Exercise data:
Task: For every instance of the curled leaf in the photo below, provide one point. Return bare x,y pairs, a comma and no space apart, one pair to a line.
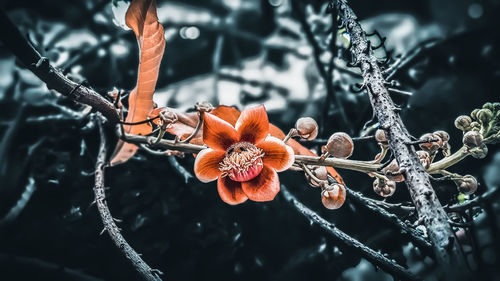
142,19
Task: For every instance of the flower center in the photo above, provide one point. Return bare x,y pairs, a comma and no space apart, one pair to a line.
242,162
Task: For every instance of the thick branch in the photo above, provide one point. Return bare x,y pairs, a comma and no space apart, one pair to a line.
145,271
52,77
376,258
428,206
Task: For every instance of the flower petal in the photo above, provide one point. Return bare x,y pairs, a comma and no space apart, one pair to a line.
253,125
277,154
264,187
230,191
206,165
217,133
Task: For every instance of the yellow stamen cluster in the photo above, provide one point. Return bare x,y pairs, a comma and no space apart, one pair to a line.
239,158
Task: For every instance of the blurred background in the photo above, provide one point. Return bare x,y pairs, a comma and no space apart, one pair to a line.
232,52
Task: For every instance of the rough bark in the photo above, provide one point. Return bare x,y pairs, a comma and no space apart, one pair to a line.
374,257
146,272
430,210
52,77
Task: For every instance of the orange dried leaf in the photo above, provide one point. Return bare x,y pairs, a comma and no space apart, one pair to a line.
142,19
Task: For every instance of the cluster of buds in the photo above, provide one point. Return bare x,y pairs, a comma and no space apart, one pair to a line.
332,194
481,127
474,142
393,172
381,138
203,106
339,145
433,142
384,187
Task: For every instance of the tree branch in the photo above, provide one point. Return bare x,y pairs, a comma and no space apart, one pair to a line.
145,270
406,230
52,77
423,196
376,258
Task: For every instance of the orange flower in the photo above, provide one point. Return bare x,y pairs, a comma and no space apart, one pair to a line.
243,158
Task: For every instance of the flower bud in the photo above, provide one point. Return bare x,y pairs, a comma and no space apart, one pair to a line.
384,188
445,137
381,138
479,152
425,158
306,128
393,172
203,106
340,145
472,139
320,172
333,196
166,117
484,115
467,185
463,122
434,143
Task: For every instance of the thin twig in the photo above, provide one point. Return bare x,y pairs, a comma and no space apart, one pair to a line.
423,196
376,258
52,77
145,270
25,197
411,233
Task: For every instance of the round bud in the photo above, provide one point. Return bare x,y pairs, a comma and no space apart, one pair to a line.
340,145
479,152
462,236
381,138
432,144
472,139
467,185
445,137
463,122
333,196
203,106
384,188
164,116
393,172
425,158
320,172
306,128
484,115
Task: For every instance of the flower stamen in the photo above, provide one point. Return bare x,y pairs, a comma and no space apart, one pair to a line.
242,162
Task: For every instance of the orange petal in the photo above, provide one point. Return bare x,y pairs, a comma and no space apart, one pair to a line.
* * *
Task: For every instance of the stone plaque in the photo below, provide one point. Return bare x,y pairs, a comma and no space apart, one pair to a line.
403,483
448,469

Assignment:
Would you copy out exactly the lines above that start at the one containing "Task: For every instance of the round" and end at the one containing "Task: For every instance of the orange petal", inclusive?

Worked solution:
Task: For every instance of the round bud in the photo above, provide one point. Return bare x,y pairs, a comma and no space apart, one pair to a line.
340,145
479,152
462,236
381,138
432,144
472,139
467,185
445,137
463,122
333,196
203,106
384,188
164,116
393,172
425,158
320,172
306,128
484,115
Task: For every instance of the flower stamen in the photo above, provide one point. Return bare x,y pairs, a comma and no space apart, one pair to a line.
242,162
Task: For every instance of the orange petal in the photo above, provide one point. Return bare x,y pairs, a comma and no space apart, one pair to a line.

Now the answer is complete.